__Your tasks__:
A – In the real estate settlement study notes, what page of the Closing Disclosure shows the details of the closing costs?
B – Please extend the real estate settlement study notes past their final sentence, keeping their question-and-answer format.

__Passage__:

* Begin *

Re ch2 u7-8

  1. If an item is paid for in advance by the seller, how will it be handled on the settlement statement?
    The buyer will receive a debit and the seller will receive a credit.
  2. What do you call those items that the seller has incurred but have not been paid and how will they be handled on the settlement statement?
    These items are paid in arrears. The buyer will get a credit and the seller will get a debit.
  3. When is the creditor required to provide the borrowers with a Loan Estimate?
    Within three business days of the receipt of the consumer’s loan application
  4. When does a loan application exist?6 items
    • Once consumer has submitted 6 items (3 pertaining to customer and 3 pertaining to property) to the lender. Those items are:
    • Name
    • Borrower’s Income
    • Borrower’s Social Security number
    • Property address
    • Estimated value of property
    • Amount of mortgage loan sought by the consumer
  5. What page of the Loan Estimate gives the details of the closing costs?
    Page 2
  6. What does it mean when the borrower signs the Loan Estimate?
    Only that the borrower has received a copy of the form. It does not mean that the borrower has accepted the loan.
  7. The _____must provide the seller with the Closing Disclosure, and that may be done at consummation.
    settlement agent
  8. The Closing Disclosure is a five-page document. Note: Depending on the type of loan the borrower is receiving, pages 1, 4, and 5 of the disclosure could look different. Pages __ and __ will always look the same, regardless of the loan type.
    2 and 3
  9. When must the Closing Disclosure be delivered to the buyer?
    At least three business days prior to closing
  10. What is the definition of consummation of the loan?
    Consummation is defined under Regulation Z as the time that a consumer becomes contractually obligated on a credit transaction
  11. What does page 2 of the Closing Disclosure show?
    The details of the closing costs
  12. What does page 3 of the Closing Disclosure contain?
    Calculations of the amount of cash the buyer needs to bring to closing and summaries of all the transactions for both the buyer and the seller
  13. RESPA applies only to ___related mortgage loan financing and must be for a new loan, second mortgage, or a refinance.
    federally
  14. The settlement statement has a list of the___) and ___ for both the buyer and the seller.
    debits and credits
  15. The Loan Estimate and Closing Disclosure forms provide a means for borrowers to
    comparison shop more effectively for competing loan offers.
  16. For loans that require a Loan Estimate and that proceed to closing, creditors must provide a final disclosure reflecting the actual terms of the transaction called the______. The creditor is generally required to ensure that the consumer receives the Closing Disclosure no later than three business days before consummation of the loan.
    Closing Disclosure
  17. The creditor is generally required to provide the Loan Estimate within three-business days of the receipt of the consumer’s loan application. The Loan Estimate is a___-page document. However, depending on the type of loan the borrower is receiving, pages 2 and 3 of the disclosure could look different. Page 1 will be____, regardless of the loan type.

* End *

__Dataset excerpt__:
* Begin *

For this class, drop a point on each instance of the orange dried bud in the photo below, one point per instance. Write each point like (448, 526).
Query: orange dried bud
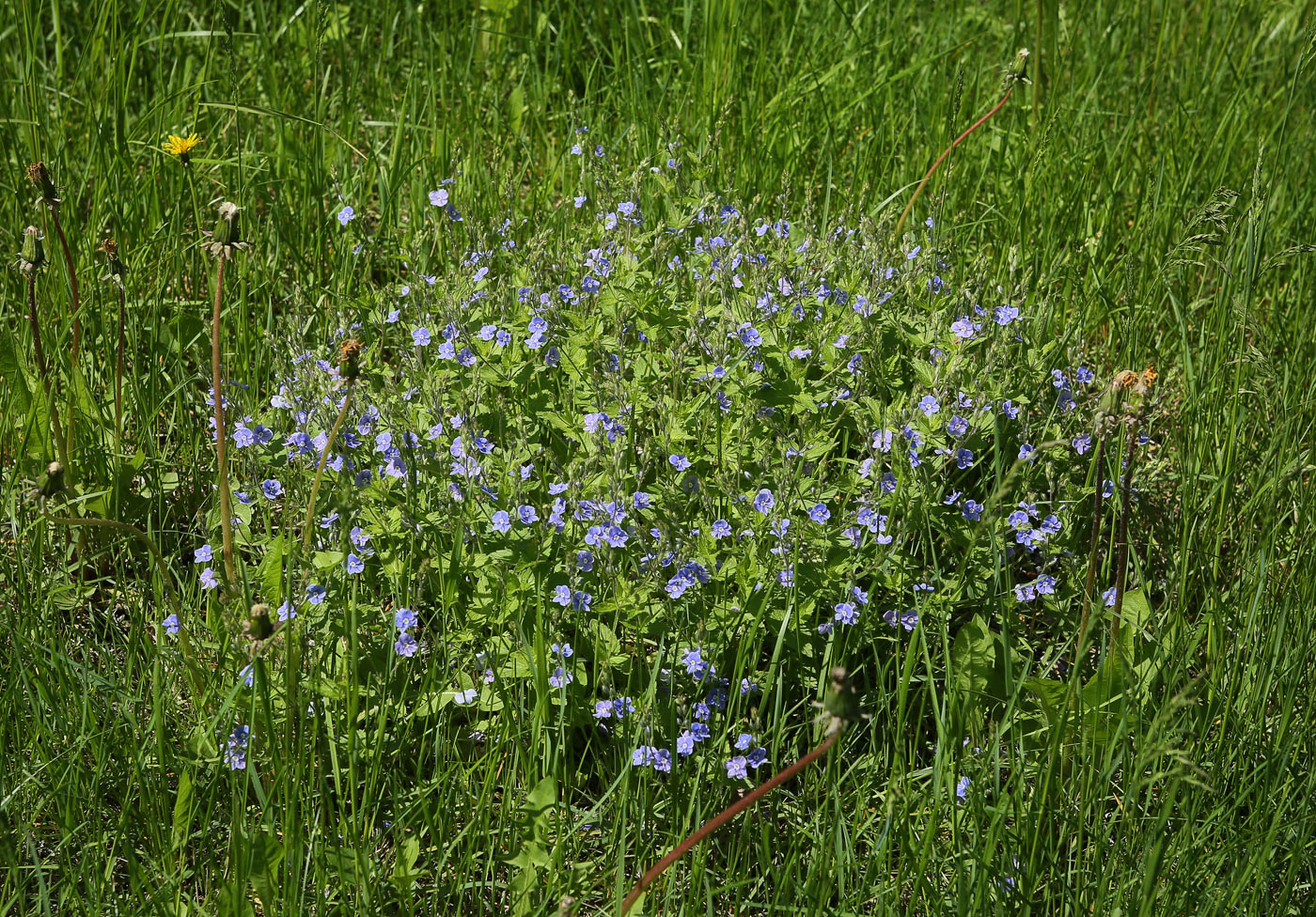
(1124, 379)
(349, 358)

* End *

__Outputs by task__:
A – Page 2

B –
    • three
    • essentially the same
  18. The Closing Disclosure is a ___page document. However, depending on the type of loan the borrower is receiving, pages 1, 4, and 5 of the disclosure could look different. Pages 2 and 3 will always____, regardless of the loan type.
    • five-
    • look the same
  19. The following RESPA requirements were in effect until October 3, 2015.4
    • I. Lenders must give a copy of the HUD booklet, "Shopping for Your Home Loan" to every person at the time of application for a loan, or within three days of application. The booklet explains closing costs and the loan buying process.
    • II. Lenders must provide a Good Faith Estimate (GFE) of settlement costs at the time of loan application or within three business days of application.
    • III. Uniform Settlement Statement (HUD-1) - This is a form designed to detail all financial particulars of a transaction. This must be made available to the borrower at or before closing. The borrower may request to see the form one business day prior to closing.
    • IV. RESPA prohibits kickbacks or unearned fees paid to lender for referring customers to insurance agencies, etc.
    • RESPA is administered by the Consumer Financial Protection Bureau (CFP
  20. On the comparison chart of closing statement items, how is a home warranty plan credited or debited?
    Seller credit
    Buyer credit
    Seller debit
    Buyer debit
    Seller debit
  21. Which page of the Loan Estimate form will look essentially the same regardless of what type of loan the consumer is getting?
    Page 1
    Page 2
    Page 3
    They all look the same.
    1
  22. Buyers Jim and Jan are closing on a home later this month. They have the right to review the completed settlement statement how long before closing?
    3 days before closing
  23. A mortgage Loan Estimate must be delivered within
    three business days of loan application.
  24. On the comparison chart of closing statement items, how are collection account fees debited or credited?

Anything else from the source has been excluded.